Leaving out every line that comes before the one containing "pin: the blue backpack", output the rest of the records exactly, the final line included.

Image-grounded pointing data:
★ ★ ★

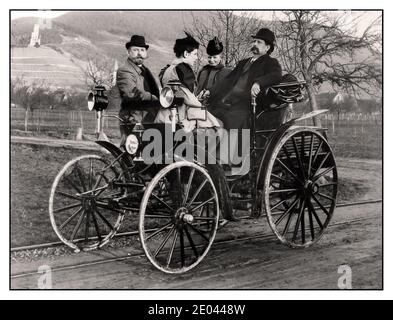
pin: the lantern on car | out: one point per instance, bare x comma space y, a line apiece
166, 97
132, 144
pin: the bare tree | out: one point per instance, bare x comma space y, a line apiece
324, 47
30, 96
99, 71
234, 30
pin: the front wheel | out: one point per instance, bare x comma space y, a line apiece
179, 217
80, 203
300, 187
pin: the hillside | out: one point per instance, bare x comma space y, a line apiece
45, 65
81, 35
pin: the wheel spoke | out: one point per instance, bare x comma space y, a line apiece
299, 217
323, 161
67, 195
287, 169
277, 177
158, 231
197, 192
204, 219
279, 203
157, 216
98, 181
70, 218
80, 176
311, 207
67, 208
202, 204
78, 225
72, 184
179, 186
91, 174
299, 159
317, 152
320, 205
105, 206
327, 184
315, 178
326, 196
287, 224
188, 186
163, 243
310, 156
94, 218
303, 224
104, 219
311, 222
200, 232
163, 202
172, 249
191, 242
287, 211
289, 158
182, 255
284, 190
87, 225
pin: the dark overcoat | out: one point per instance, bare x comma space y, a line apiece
136, 102
265, 71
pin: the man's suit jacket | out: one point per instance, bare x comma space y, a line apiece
130, 82
265, 71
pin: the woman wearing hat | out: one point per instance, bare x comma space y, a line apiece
181, 69
214, 71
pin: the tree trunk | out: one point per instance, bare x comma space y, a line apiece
313, 103
27, 118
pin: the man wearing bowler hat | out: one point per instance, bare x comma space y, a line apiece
230, 99
138, 89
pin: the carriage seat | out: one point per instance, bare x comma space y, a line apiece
274, 101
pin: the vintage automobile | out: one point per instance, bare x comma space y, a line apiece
291, 179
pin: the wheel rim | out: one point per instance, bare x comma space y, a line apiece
300, 188
181, 206
81, 206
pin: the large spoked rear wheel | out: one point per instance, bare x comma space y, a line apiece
300, 188
179, 217
82, 203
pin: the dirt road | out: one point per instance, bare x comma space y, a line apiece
260, 263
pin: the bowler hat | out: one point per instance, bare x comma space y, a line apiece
187, 41
137, 41
267, 35
214, 47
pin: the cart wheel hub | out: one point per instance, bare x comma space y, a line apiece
311, 187
183, 215
88, 203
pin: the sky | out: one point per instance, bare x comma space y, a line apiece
366, 17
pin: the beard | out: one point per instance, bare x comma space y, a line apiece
138, 60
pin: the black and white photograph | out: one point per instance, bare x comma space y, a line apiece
196, 149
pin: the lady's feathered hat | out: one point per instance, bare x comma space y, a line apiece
214, 47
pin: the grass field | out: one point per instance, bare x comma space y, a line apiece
352, 138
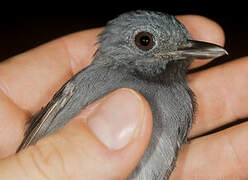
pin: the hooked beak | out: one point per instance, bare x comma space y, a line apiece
198, 50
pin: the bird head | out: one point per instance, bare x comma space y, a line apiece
145, 41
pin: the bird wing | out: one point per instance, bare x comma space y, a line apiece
47, 113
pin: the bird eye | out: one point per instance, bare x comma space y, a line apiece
144, 41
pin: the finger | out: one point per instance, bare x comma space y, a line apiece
221, 94
218, 156
91, 146
203, 29
30, 79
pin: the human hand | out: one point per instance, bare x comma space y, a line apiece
29, 80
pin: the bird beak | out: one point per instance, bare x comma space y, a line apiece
198, 50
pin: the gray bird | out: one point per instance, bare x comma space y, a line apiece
150, 53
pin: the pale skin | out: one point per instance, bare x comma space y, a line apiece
29, 80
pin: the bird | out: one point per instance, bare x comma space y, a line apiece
149, 52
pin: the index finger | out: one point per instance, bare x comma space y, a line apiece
30, 79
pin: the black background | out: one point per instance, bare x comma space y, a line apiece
21, 33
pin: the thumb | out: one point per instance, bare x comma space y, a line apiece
105, 141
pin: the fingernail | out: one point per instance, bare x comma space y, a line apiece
117, 118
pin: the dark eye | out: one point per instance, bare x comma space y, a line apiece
144, 41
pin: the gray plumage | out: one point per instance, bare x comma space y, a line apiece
146, 51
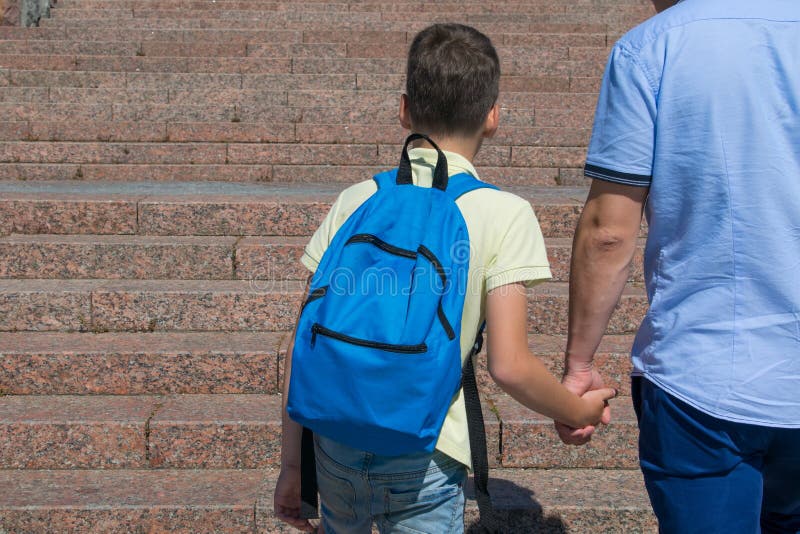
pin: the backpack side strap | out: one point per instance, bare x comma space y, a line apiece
477, 438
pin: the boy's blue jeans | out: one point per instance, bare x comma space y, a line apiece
710, 476
419, 493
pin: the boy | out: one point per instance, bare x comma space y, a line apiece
452, 87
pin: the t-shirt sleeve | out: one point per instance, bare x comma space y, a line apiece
521, 255
321, 239
623, 136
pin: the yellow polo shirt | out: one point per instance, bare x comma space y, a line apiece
506, 247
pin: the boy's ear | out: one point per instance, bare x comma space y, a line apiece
405, 117
492, 122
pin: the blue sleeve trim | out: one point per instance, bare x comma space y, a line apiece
625, 178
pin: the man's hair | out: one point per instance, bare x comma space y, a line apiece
452, 80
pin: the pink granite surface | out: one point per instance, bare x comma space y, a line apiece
116, 501
196, 305
139, 364
63, 432
216, 432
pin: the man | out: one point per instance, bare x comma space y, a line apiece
698, 125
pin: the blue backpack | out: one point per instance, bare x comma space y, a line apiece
377, 353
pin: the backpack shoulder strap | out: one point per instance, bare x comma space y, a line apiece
463, 183
386, 179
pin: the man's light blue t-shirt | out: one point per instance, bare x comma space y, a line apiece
702, 105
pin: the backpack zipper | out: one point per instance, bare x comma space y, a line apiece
381, 244
317, 328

★ ★ ★

*Written reply*
pin: the blue backpack | out: one point per instance, bare x comma space y, a line apiece
377, 353
pin: the backpack shoulder strap | out: one point per instance, bare x comma space y, a line apiece
463, 183
386, 179
pin: the man's light blue t-shirt | out: one point per instance, bare x comma space y, a line apiece
702, 105
pin: the backpack zipper | out: one point per instance, bare x comma space y, a line apiece
381, 244
317, 328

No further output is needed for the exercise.